## REQUIRED TASK
In the curriculum learning text, rewrite the part starting at "Curriculum Learning for" and ending at "and model competency.", renaming "complexity formalisms" to "complexity measures" throughout.
* START QUOTED PASSAGE *
Curriculum Learning for Graph Neural Networks: A Multiview Competence-based Approach

Multiview Competence-based Curriculum Learning (MCCL), is a new perspective on curriculum learning introducing a novel approach that builds on graph complexity formalisms (as difficulty criteria) and model competence during training. The model consists of a scheduling scheme which derives effective curricula by accounting for different views of sample difficulty. It effectively leverages complexity formalisms of graph data, taking into account multiview difficulty of training data samples and model competency.

The difficulty of training examples--target node pairs in red--can be assessed based on their subgraphs, k-hop neighbors of target nodes. For brevity, we show two views: node degree and closeness centrality. Boldfaced tokens indicate nodes in the graph, Label indicates if the sentence reports a causal relation between the nodes, and Degree and Centrality report the sum of degree and closeness centrality scores of the target nodes in their subgraphs. Each subgraph provides a structural view of the target nodes in sentences. The relative difficulty of examples is different across views, e.g., G2 is less difficult than G3 according to Degree but more difficult according to Centrality.
* END QUOTED PASSAGE *
* START GIVEN ENTRIES *
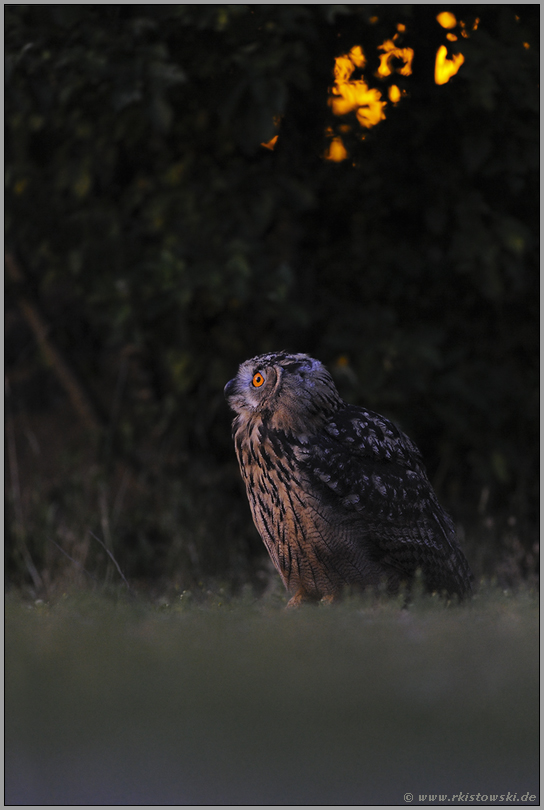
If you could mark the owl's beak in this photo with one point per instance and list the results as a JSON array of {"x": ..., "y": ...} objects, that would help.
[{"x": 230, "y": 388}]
* END GIVEN ENTRIES *
* START GIVEN ENTRIES *
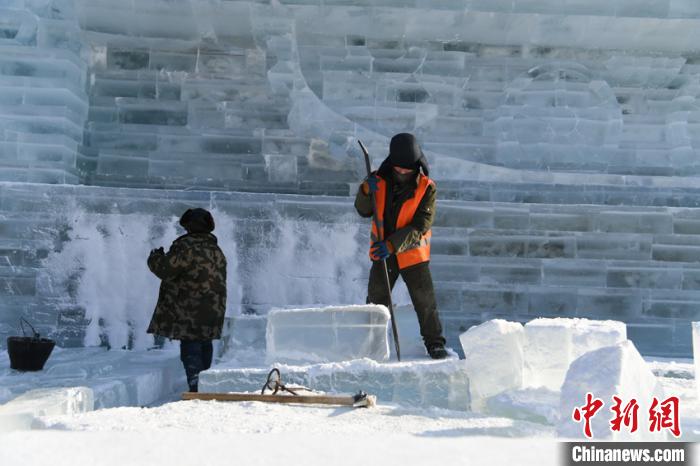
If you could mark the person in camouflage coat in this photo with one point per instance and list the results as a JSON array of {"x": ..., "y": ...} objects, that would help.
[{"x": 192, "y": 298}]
* END GIVEN ENTRIES *
## TASK RESPONSE
Curriculum Learning for Graph Neural Networks: A Multiview Competence-based Approach

Multiview Competence-based Curriculum Learning (MCCL), is a new perspective on curriculum learning introducing a novel approach that builds on graph complexity measures (as difficulty criteria) and model competence during training. The model consists of a scheduling scheme which derives effective curricula by accounting for different views of sample difficulty. It effectively leverages complexity measures of graph data, taking into account multiview difficulty of training data samples and model competency.